Aim of the exercise:
An exact copy of the lines from the top of the data through the line with "Locate every instance of the railroad track" is what you should give, with no pictures in it.

Saved entries:
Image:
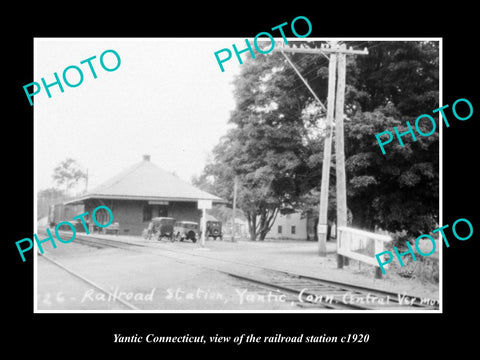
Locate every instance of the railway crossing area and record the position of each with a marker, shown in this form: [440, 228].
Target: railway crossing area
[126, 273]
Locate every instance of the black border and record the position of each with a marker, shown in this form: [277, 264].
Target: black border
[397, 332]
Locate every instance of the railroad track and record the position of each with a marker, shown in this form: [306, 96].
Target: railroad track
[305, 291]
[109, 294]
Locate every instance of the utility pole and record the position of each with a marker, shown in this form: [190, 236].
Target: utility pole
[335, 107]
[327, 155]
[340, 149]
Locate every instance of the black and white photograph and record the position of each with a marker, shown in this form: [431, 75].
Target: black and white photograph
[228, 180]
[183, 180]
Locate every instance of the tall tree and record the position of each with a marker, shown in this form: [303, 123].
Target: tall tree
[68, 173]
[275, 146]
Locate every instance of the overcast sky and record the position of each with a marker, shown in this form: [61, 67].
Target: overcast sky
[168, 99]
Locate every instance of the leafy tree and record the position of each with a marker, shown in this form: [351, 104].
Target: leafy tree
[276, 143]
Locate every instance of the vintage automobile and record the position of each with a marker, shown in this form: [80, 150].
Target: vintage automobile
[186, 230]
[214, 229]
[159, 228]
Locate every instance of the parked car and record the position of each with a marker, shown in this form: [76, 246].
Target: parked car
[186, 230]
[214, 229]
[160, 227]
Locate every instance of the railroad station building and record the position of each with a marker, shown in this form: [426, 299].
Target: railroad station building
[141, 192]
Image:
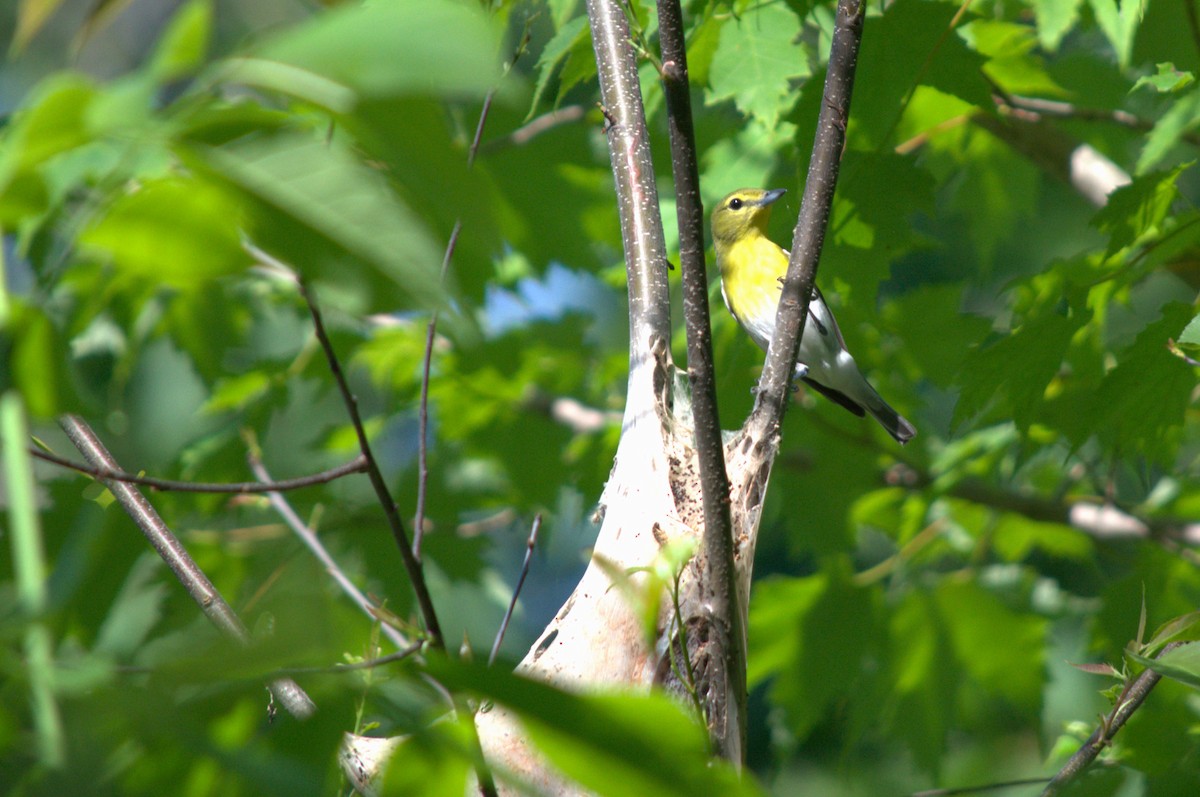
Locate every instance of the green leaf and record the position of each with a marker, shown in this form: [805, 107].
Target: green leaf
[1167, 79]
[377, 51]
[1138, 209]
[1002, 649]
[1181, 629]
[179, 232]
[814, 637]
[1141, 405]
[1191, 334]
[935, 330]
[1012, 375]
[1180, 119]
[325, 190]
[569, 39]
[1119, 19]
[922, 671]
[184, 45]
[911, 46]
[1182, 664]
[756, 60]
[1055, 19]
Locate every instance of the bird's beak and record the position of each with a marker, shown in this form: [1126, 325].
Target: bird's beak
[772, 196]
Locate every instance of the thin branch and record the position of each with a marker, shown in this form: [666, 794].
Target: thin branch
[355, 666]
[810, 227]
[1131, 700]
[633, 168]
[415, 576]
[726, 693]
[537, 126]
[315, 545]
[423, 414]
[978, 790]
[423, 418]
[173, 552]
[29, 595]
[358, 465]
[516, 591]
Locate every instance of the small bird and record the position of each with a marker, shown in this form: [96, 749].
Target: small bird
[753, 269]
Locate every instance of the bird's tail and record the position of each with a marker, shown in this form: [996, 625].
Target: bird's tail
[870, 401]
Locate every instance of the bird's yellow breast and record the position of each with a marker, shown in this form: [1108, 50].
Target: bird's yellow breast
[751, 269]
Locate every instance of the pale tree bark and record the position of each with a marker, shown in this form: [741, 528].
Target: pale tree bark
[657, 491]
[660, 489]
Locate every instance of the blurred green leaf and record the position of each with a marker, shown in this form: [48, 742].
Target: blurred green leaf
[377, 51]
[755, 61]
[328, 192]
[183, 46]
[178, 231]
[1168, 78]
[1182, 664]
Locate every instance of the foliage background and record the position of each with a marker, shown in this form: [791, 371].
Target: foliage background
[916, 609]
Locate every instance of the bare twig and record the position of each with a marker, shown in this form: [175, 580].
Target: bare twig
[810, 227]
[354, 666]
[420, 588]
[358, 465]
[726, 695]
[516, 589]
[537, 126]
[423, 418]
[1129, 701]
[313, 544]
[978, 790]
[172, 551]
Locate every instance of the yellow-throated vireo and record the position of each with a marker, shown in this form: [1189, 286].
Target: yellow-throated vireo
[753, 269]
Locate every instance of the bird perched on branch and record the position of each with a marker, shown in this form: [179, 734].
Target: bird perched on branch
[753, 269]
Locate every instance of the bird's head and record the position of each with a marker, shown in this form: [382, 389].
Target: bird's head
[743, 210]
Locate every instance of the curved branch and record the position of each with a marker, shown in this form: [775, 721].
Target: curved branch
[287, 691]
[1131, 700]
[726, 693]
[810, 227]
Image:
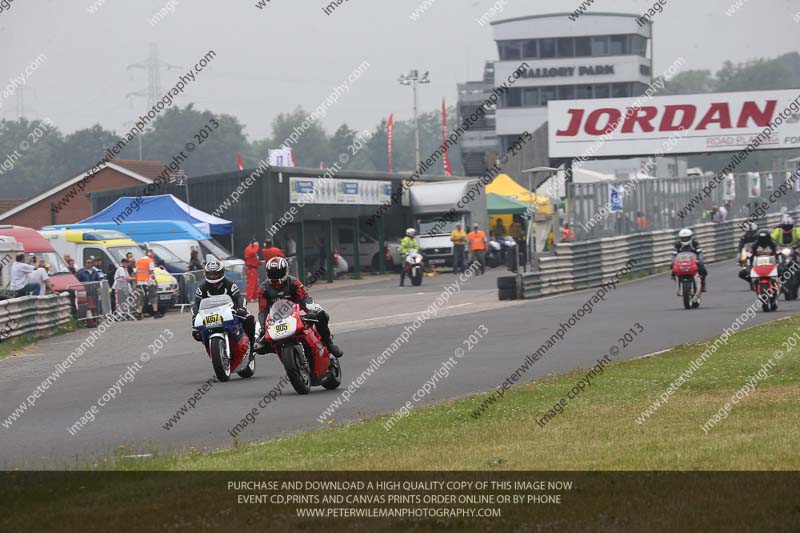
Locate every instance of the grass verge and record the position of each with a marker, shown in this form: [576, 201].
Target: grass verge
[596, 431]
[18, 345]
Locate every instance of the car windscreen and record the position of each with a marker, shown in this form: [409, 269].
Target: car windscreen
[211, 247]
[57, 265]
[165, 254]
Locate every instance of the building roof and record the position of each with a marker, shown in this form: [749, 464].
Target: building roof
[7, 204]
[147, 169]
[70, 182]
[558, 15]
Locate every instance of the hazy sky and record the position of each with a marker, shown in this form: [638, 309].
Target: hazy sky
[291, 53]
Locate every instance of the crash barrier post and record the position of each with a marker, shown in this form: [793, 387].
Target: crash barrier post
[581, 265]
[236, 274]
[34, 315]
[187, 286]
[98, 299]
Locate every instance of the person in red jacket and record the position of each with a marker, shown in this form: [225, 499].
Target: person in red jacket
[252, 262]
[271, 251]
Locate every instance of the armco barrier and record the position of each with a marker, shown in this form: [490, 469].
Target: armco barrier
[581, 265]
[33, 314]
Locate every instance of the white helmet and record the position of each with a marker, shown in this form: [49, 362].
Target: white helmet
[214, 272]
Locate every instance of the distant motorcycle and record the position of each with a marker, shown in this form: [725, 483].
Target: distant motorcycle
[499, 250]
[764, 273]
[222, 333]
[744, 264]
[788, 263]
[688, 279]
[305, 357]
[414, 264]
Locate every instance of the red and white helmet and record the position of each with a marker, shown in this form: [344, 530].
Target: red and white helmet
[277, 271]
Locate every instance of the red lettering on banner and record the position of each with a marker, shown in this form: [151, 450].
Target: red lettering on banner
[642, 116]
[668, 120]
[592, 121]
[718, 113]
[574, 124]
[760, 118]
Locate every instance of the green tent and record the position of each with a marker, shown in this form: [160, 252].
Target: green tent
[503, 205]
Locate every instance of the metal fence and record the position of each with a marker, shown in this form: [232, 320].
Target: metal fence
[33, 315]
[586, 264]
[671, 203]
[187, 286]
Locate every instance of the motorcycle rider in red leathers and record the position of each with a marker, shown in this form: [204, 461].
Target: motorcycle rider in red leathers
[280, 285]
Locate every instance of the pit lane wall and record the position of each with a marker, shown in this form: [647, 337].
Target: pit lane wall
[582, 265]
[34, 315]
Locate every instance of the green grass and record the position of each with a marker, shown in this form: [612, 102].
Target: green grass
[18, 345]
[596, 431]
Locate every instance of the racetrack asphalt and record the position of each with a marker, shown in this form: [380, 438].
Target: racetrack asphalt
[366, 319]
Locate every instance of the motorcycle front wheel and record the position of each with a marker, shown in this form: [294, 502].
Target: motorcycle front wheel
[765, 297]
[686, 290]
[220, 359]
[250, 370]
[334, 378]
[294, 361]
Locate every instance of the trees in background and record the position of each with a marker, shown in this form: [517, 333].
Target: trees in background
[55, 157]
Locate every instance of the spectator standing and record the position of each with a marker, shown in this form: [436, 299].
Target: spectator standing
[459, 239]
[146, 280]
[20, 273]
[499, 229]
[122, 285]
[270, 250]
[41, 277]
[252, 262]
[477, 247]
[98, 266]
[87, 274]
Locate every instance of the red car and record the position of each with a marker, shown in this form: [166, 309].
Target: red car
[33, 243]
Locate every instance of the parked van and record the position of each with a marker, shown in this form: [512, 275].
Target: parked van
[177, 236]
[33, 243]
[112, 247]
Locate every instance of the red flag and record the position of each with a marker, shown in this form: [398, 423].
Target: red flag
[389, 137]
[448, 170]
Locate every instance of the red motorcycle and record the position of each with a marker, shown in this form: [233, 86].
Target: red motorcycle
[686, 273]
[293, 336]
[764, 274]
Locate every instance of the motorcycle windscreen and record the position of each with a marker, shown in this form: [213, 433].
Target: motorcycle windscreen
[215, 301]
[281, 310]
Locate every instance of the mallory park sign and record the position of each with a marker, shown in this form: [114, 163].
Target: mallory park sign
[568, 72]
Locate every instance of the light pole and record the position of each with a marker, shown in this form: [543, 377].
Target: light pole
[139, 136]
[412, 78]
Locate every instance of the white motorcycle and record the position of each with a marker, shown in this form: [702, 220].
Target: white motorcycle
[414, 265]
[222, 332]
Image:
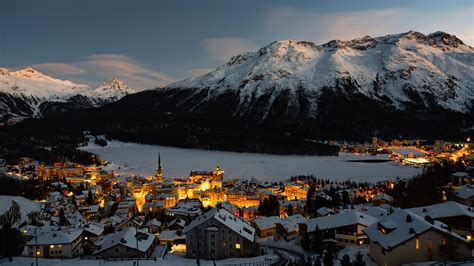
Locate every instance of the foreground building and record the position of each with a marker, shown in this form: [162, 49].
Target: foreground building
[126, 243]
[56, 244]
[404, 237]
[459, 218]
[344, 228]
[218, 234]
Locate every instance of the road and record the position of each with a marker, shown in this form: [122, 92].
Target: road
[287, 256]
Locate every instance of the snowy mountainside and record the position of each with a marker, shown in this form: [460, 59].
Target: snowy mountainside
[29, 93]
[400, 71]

Completed exercise:
Image:
Locate every instance of the railway crossing area and record the position of each with a marker, shown in this form: [440, 228].
Target: railway crossing area
[126, 273]
Locate every instance of the black border and record the position of each with a marker, shown in this form: [277, 264].
Target: black border
[397, 332]
Locate every instance of the railroad track and record the position of each with a marker, shown in this form: [306, 96].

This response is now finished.